# Richiesta a:
Riscrivi tutte le righe delle voci riportate più sotto, richieste comprese. Moltiplica per 2,45 ogni numero delle risposte (coordinate dei contorni e valori del viewBox) e arrotonda all'intero, con le metà per eccesso. Lascia invariati i numeri delle richieste e del campione di formato e ometti le immagini.

Nell'ottica di una tutela rinforzata dell'abitazione principale, il piano può prevedere il rimborso del mutuo fondiario se i pagamenti sono regolari o se il giudice autorizza il pagamento delle rate inadempiute. E ciò, sembrerebbe, a prescindere dalla valutazione di una maggiore convenienza per i creditori. Mutano poi le coordinate del merito creditizio. Non può presentare opposizione all'omologa né reclami che non siano conseguenza del dolo del ricorrente il finanziatore che (i) abbia violato le disposizioni di cui all'art 124-bis del testo unico bancario (che impone di valutare il merito creditizio sulla base di informazioni adeguate) ovvero (ii) abbia erogato importi con un piano di restituzione in grado di erodere la soglia di un reddito considerato dignitoso. La soglia è qui calcolata sulla base dell'assegno sociale oggi pari ad Euro 459,83 moltiplicato secondo i parametri ISEE per ogni membro del nucleo familiare (semplificando: il valore va moltiplicato da un minimo di 1 a 2,85 per cinque membri del nucleo). L'attestazione del gestore/OCC dovrà prendere posizione sul punto in via espressa, così come sui costi della procedura che in precedenza non erano imposti come allegato della relazione.

Le novità nell'accordo di composizione della crisi: il cram down erariale

Anche l'accordo di composizione della crisi viene ritoccato con l'introduzione di norme mutuate dal CCII.

La principale novità riguarda il cram down erariale: la proposta può essere omologata dal Tribunale anche senza l'adesione dell'amministrazione finanziaria o previdenziale se è più conveniente rispetto a ogni alternativa liquidatoria, secondo una precipua attestazione che il gestore deve inserire nella propria relazione.

# Voci estratte:
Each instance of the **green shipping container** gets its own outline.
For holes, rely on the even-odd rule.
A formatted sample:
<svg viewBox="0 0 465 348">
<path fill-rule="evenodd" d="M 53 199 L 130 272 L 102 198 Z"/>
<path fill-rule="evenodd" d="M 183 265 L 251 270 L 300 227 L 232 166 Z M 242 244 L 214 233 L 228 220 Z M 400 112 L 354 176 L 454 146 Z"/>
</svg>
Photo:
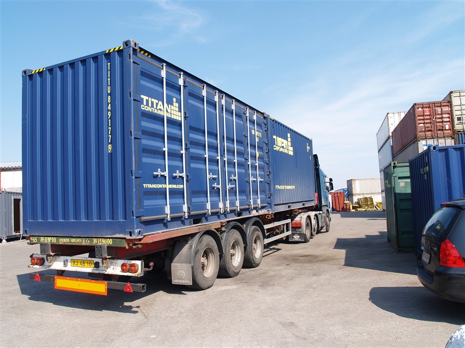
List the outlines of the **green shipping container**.
<svg viewBox="0 0 465 348">
<path fill-rule="evenodd" d="M 408 163 L 384 169 L 388 241 L 397 252 L 413 251 L 413 214 Z"/>
</svg>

# Richiesta b:
Rispondi in base alla sezione del testo riportata sopra:
(i) A quanto ammonta oggi l'assegno sociale?
(ii) Da dove sono mutuate le norme introdotte nell'accordo di composizione della crisi?
(iii) A quale condizione la proposta può essere omologata senza l'adesione dell'amministrazione finanziaria o previdenziale?

# Risposta corretta a:
Each instance of the **green shipping container** gets its own outline.
For holes, rely on the even-odd rule.
A formatted sample:
<svg viewBox="0 0 465 348">
<path fill-rule="evenodd" d="M 53 199 L 130 272 L 102 198 Z"/>
<path fill-rule="evenodd" d="M 183 265 L 251 270 L 300 227 L 232 166 Z M 242 244 L 214 233 L 228 220 Z M 400 112 L 354 176 L 454 146 Z"/>
</svg>
Photo:
List the outlines of the **green shipping container**.
<svg viewBox="0 0 1139 853">
<path fill-rule="evenodd" d="M 1000 399 L 941 414 L 951 590 L 973 617 L 1012 615 L 1012 524 Z"/>
</svg>

# Risposta corretta b:
(i) Euro 459,83.
(ii) Dal CCII.
(iii) Se è più conveniente rispetto a ogni alternativa liquidatoria, secondo un'attestazione che il gestore deve inserire nella propria relazione.